Data Matching Research at the Australian National University



Raum P702 (Paulinum)



Techniques for matching, linking, and integrating data from different sources are becoming increasingly important in many application areas, including health, census, taxation, immigration, social welfare, in crime and fraud detection, in the assembly of national security intelligence, for businesses and in bibliometrics, as well as in the social sciences.

Today, data matching (also known as entity resolution, duplicate detection, and data or record linkage) not only faces computational challenges due to the increasing size of data collections and their complexity, but also operational challenges as many applications move from static environments into real-time processing and analysis of potentially large and fast data streams, where real-time matching of records is required. Finally, with the growing concerns by the public of the use of their data, privacy and confidentiality often need to be considered when personal information is being linked and shared between organisations.

========================

Action item: Pick up the text on data matching research after its final sentence and continue writing it.

Source information:

========================

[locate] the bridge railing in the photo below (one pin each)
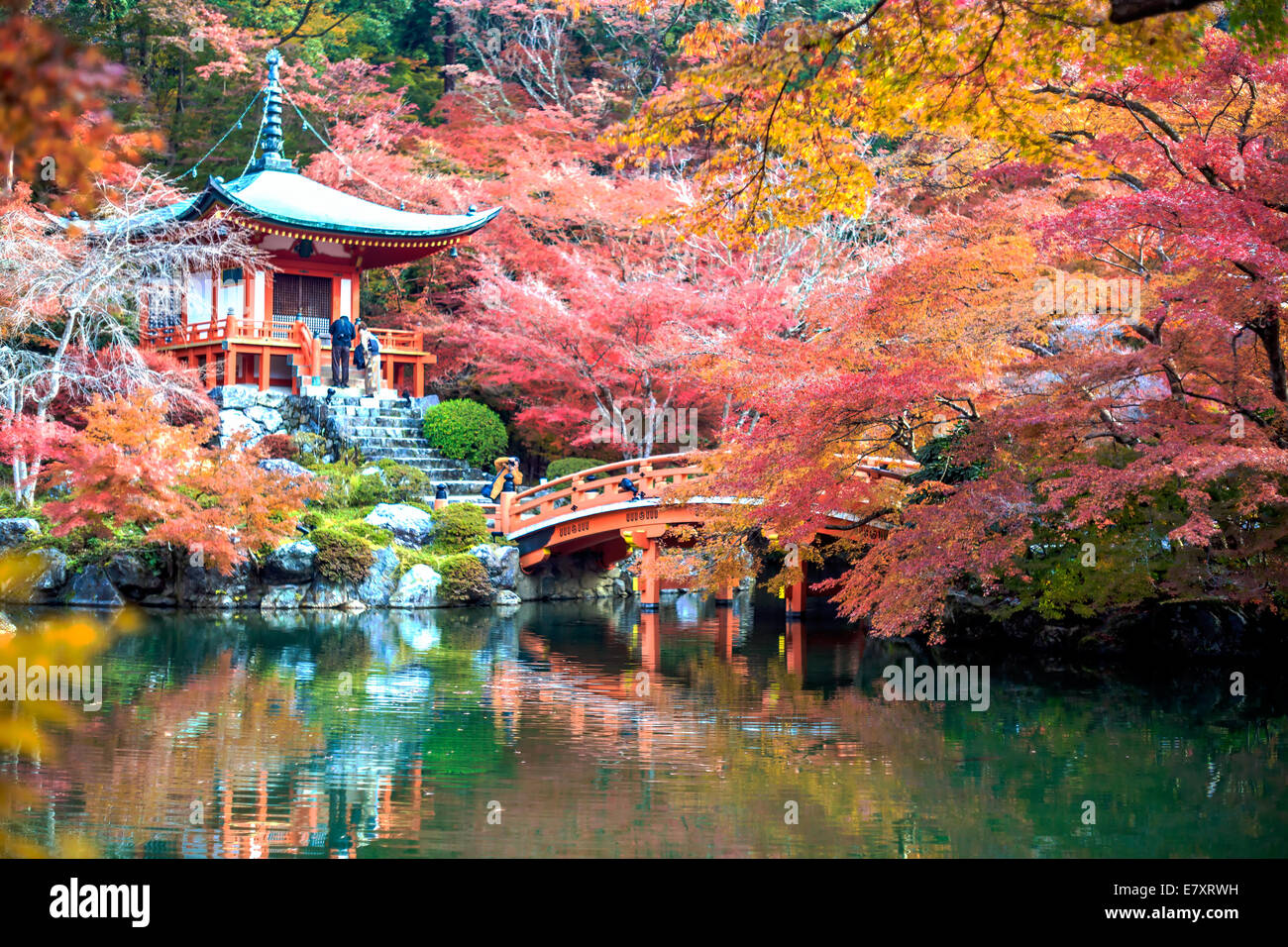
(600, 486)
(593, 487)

========================

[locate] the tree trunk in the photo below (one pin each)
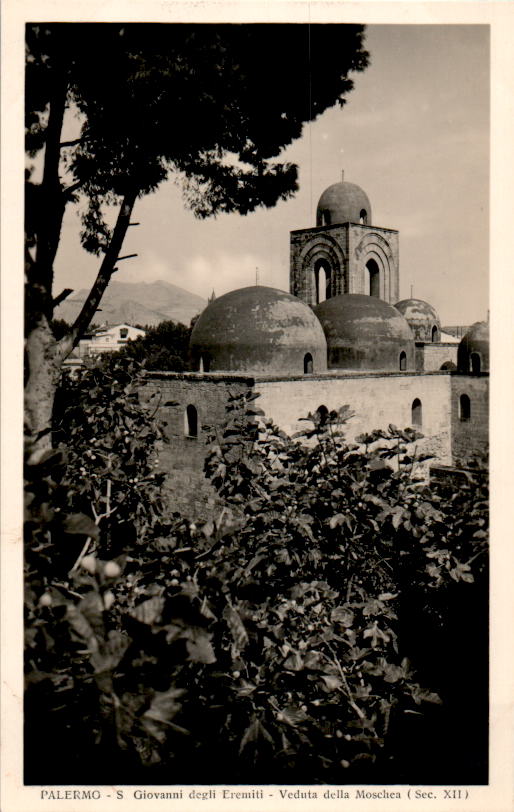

========================

Task answer:
In this talk I will present a short introduction to data matching, describe these above discussed challenges, and provide an overview of three areas of research currently conducted in data matching at the Australian National University:

1) Scalable real-time entity resolution on dynamic databases

2) Scalable privacy-preserving record linkage techniques

3) Efficient matching of historical census data across time


Peter Christen is an Associate Professor at the Research School of Computer Science at the Australian National University. Before moving to Australia, he received his Diploma in Computer Science Engineering from ETH Zurich in 1995 and his PhD in Computer Science from the University of Basel in 1999 (both in Switzerland). His research interests are in data mining and data matching (record linkage). He has published over 80 articles in these areas, including in 2012 the book ’Data Matching’ published by Springer. He is the principle developer of the Febrl (Freely Extensible Biomedical Record Linkage) open source data cleaning, deduplication and record linkage system. He has served on the program committees of various data mining related conferences and workshops, and has been on the organisation committee for the Australasian Data Mining (AusDM) conferences since 2006. He has also served as reviewer for a variety of top-tier international journals and books, and as assessor for the Australian and Canadian Research Councils.